### Required actions
1. Answer these questions from the Propheci profile, one per line:
(a) In which city did Propheci serve as a police officer?
(b) What is the title of the song that targets churches and preachers who preach it but don't live it?
(c) What is the name of his new album?
2. Do these statements agree with the Propheci profile? Answer yes or no for each and quote the words that decide it.
(a) Propheci survived a near-fatal motorcycle accident while living in Detroit.
(b) Propheci calls his album mainly an economic undertaking.
(c) Many in the church were unhappy with "Blasphemy."
3. Quote the Propheci profile from "Propheci, when faced" up to and including "or the church.".

Propheci, when faced with his fork in the road, he choose a path that led him to lawfulness rather than lawlessness; with him becoming a police officer in Detroit. After surviving two shootings, a stabbing and several other tragedies, Propheci left Detroit and moved to Savannah, Ga. There he survived a near-fatal motorcycle accident; which makes it clear that he is no stranger to tragedy and why this “victorious warrior” is always ready for spiritual battle. Propheci makes sure his songs are built upon God’s Word whether it is directed towards the street or the church.
He has been known to rail against police brutality, misogyny in Hip Hop music, economic inequality, materialism in the Black community and maybe his favorite target of criticism, the Church and its ungodly policies.
Propheci is causing quite a stir with his song "Blasphemy", a blast on churches & preachers who preach it, but don't live it. Many in the church were none too pleased and mainstream media criticism was unsure of its stance. Propheci is no stranger to controversy.
Controversy, however, is something with which Propheci willingly flirts; and he expects more of it now that his new album, "Propheci: the Man, the Music, the Ministry", is complete.
Although Propheci directs significant criticism at Church policies, this is not the driving factor in his life. Rather, finding the lost and shedding light on the truth is what motivates him. "This [album] is much more a labor of love and a commitment to wanting to have truth heard than it is an economic undertaking, cause we (rap ministers) as a whole are not supported by the Church," says Propheci. "And there is no greater burden than being spiritual in an unspiritual world."
It is unclear whether " Propheci: the Man, the Music, the Ministry " will have the kind of echo Propheci hopes for. As a controversial artist releasing an unambiguously controversial album, Propheci knows that he is fighting an uphill battle. But at this point in his life, he feels that he has come too far to turn back now.
"It's much more difficult for me to enjoy life now," laments Propheci, "knowing what I know and seeing the conditions that exist."

### Supplied data

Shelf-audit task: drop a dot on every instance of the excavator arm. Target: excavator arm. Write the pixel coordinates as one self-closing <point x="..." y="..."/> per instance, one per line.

### Solutions
1.
(a) Detroit
(b) "Blasphemy"
(c) "Propheci: the Man, the Music, the Ministry"

2.
(a) No: "Propheci left Detroit and moved to Savannah, Ga. There he survived a near-fatal motorcycle accident"
(b) No: "This [album] is much more a labor of love and a commitment to wanting to have truth heard than it is an economic undertaking"
(c) Yes: "Many in the church were none too pleased"

3.
Propheci, when faced with his fork in the road, he choose a path that led him to lawfulness rather than lawlessness; with him becoming a police officer in Detroit. After surviving two shootings, a stabbing and several other tragedies, Propheci left Detroit and moved to Savannah, Ga. There he survived a near-fatal motorcycle accident; which makes it clear that he is no stranger to tragedy and why this “victorious warrior” is always ready for spiritual battle. Propheci makes sure his songs are built upon God’s Word whether it is directed towards the street or the church.